課題 1 =
原文によると、実際のオーケストラの弦楽器はいくつのグループに分かれているか。

原文 =
□ □ □ □ □

弦楽器

2010年07月04日

バイオリン

さあ、弦楽器だ。
弦楽器は、曲全体の中で9割方演奏してます。まさにオーケストラの中心です。
打ち込みだと、「Strings」なんて音色でまとめてやっちゃうことも多いかとは思うんですが。
最近のサンプラー音源だと、「バイオリン」「ビオラ」「チェロ」「コントラバス」と分かれてるものがほとんどですよね。
実際のオーケストラでは、「第1バイオリン」「第2バイオリン」「ビオラ」「チェロ」「コントラバス」の5グループがあります。
5パートあるんだなってことを考えながらやると、「オーケストラ度」も格段にアップです。

じゃあ、まずはバイオリンだ。
オーケストラの中心である弦楽器の、そのまた中心なのがこのバイオリンですな。画像はこちら
メロディーを演奏する機会も一番多い。
オーケストラの場合、十数人で「第1バイオリン」「第2バイオリン」という集団をなすわけです。
なぜなら、バイオリン1台ではボリューム不足だからだ。
木管や金管、打楽器と対等にわたりあうためには、十何人も集まらないとパワーが足りないのです。
往々にして、バイオリン2は、バイオリン1より人数は若干少ないです。

バイオリン1台の音色はこんな感じ。







メゾフォルテ(上行) -> ピアノ(下行) -> スタッカート(or マルカート) -> ピチカート

という順番で各奏法を収録しております。
ちなみに、スタッカートというのは音を短く演奏することで、マルカートというのは、スタッカートを更にはっきりくっきり演奏することです。
この辺は、はっきり区別しようがないところがありますんでね。orと書きました。
ピチカートってのは、指ではじく奏法ですよ。

□ □ □ □ □

課題 2 =
抽出データの全行を更新し、「black watch」を「silver watch」に置き換えて示せ。ほかの部分は変えず、画像は答えに含めないこと。

抽出データ =
□ □ □ □ □

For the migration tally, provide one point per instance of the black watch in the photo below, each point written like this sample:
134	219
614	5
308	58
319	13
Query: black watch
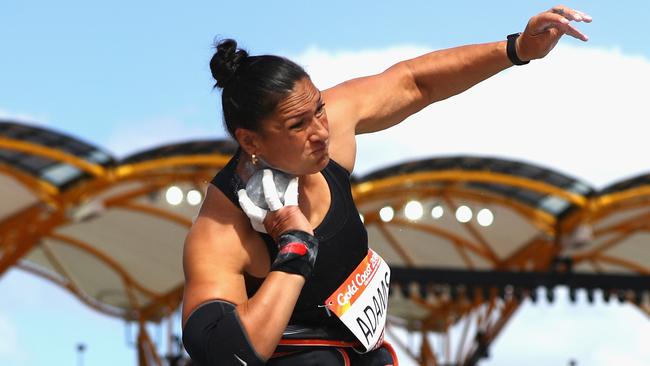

□ □ □ □ □

解答 1 =
5グループ(第1バイオリン、第2バイオリン、ビオラ、チェロ、コントラバス)。

解答 2 =
For the migration tally, provide one point per instance of the silver watch in the photo below, each point written like this sample:
134	219
614	5
308	58
319	13
Query: silver watch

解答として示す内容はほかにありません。